> [The request] Quote all of the data below word for word, keeping every line in its original order.

> [Extracted material]
::::

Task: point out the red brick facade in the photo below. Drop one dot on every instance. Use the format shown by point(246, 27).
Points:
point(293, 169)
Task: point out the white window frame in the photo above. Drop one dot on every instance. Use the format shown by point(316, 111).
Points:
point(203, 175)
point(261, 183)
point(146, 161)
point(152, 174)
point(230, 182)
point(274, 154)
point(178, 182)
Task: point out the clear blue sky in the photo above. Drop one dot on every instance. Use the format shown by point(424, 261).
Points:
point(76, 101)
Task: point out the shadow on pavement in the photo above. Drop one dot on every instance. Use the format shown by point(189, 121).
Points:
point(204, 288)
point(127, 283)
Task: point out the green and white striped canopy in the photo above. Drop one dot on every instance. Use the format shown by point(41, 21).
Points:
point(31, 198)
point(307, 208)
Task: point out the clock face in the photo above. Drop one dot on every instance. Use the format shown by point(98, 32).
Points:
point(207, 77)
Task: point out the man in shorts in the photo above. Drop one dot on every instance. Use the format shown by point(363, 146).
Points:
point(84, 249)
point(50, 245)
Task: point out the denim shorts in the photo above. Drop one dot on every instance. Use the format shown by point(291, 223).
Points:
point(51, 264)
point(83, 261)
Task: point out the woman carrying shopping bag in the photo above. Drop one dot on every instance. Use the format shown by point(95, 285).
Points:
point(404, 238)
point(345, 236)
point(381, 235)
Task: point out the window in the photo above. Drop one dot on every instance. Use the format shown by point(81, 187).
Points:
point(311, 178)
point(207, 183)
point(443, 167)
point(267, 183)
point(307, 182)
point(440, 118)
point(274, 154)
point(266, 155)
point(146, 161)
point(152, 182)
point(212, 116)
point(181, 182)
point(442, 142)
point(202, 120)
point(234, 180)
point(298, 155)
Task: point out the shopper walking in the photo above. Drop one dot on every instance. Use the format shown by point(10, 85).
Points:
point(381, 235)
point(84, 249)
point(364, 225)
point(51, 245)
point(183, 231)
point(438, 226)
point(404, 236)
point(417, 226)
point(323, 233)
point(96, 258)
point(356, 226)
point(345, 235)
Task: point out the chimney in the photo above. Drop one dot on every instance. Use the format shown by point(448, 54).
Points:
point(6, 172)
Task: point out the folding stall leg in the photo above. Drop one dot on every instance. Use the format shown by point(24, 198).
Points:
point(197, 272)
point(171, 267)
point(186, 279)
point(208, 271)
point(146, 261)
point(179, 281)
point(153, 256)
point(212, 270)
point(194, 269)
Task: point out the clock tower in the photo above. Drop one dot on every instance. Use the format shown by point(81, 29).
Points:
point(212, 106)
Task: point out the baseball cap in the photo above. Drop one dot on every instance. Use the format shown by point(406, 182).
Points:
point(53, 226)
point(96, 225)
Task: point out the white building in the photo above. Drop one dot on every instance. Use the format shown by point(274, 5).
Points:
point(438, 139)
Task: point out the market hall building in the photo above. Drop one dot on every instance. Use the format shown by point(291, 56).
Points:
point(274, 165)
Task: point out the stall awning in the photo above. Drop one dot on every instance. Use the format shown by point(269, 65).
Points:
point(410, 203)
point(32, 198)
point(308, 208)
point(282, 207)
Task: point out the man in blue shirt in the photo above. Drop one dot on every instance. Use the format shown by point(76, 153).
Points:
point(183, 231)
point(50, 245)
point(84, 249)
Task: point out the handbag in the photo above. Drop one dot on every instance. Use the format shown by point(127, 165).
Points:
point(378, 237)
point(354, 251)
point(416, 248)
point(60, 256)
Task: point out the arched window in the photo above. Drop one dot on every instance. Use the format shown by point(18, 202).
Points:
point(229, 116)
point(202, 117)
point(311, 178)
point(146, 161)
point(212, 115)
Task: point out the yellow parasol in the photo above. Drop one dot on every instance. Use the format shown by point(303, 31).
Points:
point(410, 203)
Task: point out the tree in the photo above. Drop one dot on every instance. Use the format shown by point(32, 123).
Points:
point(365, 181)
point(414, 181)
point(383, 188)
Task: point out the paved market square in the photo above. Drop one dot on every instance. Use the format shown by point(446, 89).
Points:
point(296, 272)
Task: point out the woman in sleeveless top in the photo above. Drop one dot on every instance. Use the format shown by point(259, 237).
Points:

::::

> [Right answer]
Task: point out the red brick facade in the photo below. Drop one dot on every instance. Use the format shown by point(246, 27).
Points:
point(293, 169)
Task: point out the white window frame in the photo above. Drop one dot on every instance. Use the format shown by point(316, 111).
Points:
point(203, 175)
point(261, 183)
point(146, 161)
point(152, 174)
point(230, 182)
point(274, 154)
point(178, 182)
Task: point out the clear blue sky in the photo above. Drop one dot on every instance. Use the format shown by point(424, 261).
Points:
point(76, 101)
Task: point out the shadow on pavement in the photo above. Drop one dot on every instance. Use the format shown by point(189, 121).
Points:
point(204, 288)
point(127, 283)
Task: point out the green and white striped canopy in the photo above. Drop one dot on every instance. Use the format shown by point(41, 21).
Points:
point(31, 198)
point(307, 208)
Task: point out the clock face in the photo above. Drop one dot on every instance. Use the format shown by point(98, 32).
Points:
point(207, 77)
Task: point out the man in shorts in the photo above. Drop one dot on every instance. Use the format shown by point(363, 146).
Points:
point(84, 249)
point(50, 245)
Task: point out the denim shorts in the photo above. Drop one dot on every instance. Use the format shown by point(291, 223).
Points:
point(51, 264)
point(83, 261)
Task: point out the woman carrying shopping bag in the photo above. Drop one dot on every instance. Use the format shown by point(95, 285).
Points:
point(404, 238)
point(345, 236)
point(381, 235)
Task: point out the window in the photo above. Drop one dot on every instance. Use the format shown by point(81, 187).
Points:
point(311, 178)
point(207, 183)
point(443, 167)
point(267, 183)
point(307, 182)
point(440, 118)
point(274, 154)
point(266, 155)
point(146, 161)
point(152, 182)
point(212, 116)
point(181, 182)
point(442, 142)
point(202, 120)
point(234, 180)
point(298, 155)
Task: point out the shopper walking in the photo above. Drop one dot on every instance. Use the format shown by point(10, 85).
Points:
point(381, 235)
point(84, 249)
point(364, 225)
point(51, 245)
point(183, 231)
point(438, 226)
point(404, 236)
point(417, 226)
point(323, 233)
point(96, 258)
point(356, 226)
point(345, 235)
Task: point out the chimney in the photo above. Drop one dot on every instance. Use the format shown by point(448, 54).
Points:
point(6, 172)
Task: point out the folding stall leg in the photo above. Drop one dot on every instance. Use the format shown by point(24, 198).
Points:
point(197, 272)
point(171, 267)
point(186, 279)
point(208, 271)
point(146, 261)
point(179, 281)
point(153, 256)
point(212, 270)
point(194, 269)
Task: point out the clock tower in the photo above. Drop one dot on every instance. Use the format shown by point(81, 29).
Points:
point(212, 106)
Task: point out the baseball cap in the photo above. Drop one dot on every instance. Use the format shown by point(406, 182).
Points:
point(53, 226)
point(96, 225)
Task: point out the white building in the photo above. Drop one dot on every instance. Use the format shown by point(274, 5).
Points:
point(438, 139)
Task: point out the market hall building in the photo above. Drop one dot on every instance. Use the format shown by point(291, 56).
Points:
point(274, 165)
Task: point out the stall awning in the photo above. Drop one dot on every instance. Use the format shown by point(269, 65).
Points:
point(410, 203)
point(32, 198)
point(308, 208)
point(282, 207)
Task: point out the man in blue shirt in the photo above. Drop one dot on every instance. Use the format shown by point(76, 153).
Points:
point(183, 231)
point(50, 245)
point(84, 249)
Task: point out the handbag in the photo above. Drop one dot on every instance. Use the format shown by point(127, 165).
Points:
point(378, 237)
point(354, 251)
point(416, 248)
point(60, 256)
Task: point out the arched window in the photo above. Drop one dot on every instance. Use the format shown by point(18, 202).
Points:
point(229, 116)
point(202, 117)
point(311, 178)
point(146, 161)
point(212, 115)
Task: point out the yellow parasol in the photo above. Drop one dot on every instance. Use the format shown by point(303, 31).
Points:
point(410, 203)
Task: point out the tree in the photo above. Drop one dot on every instance. Use the format shown by point(32, 123).
Points:
point(365, 181)
point(414, 181)
point(383, 188)
Task: point out the paved market square in the photo above. Drop one dot on every instance. Use the format shown by point(446, 89).
Points:
point(296, 272)
Task: point out the woman in sleeveless top in the photo above. Drop one dot on every instance. Use the format shown by point(259, 237).
Points:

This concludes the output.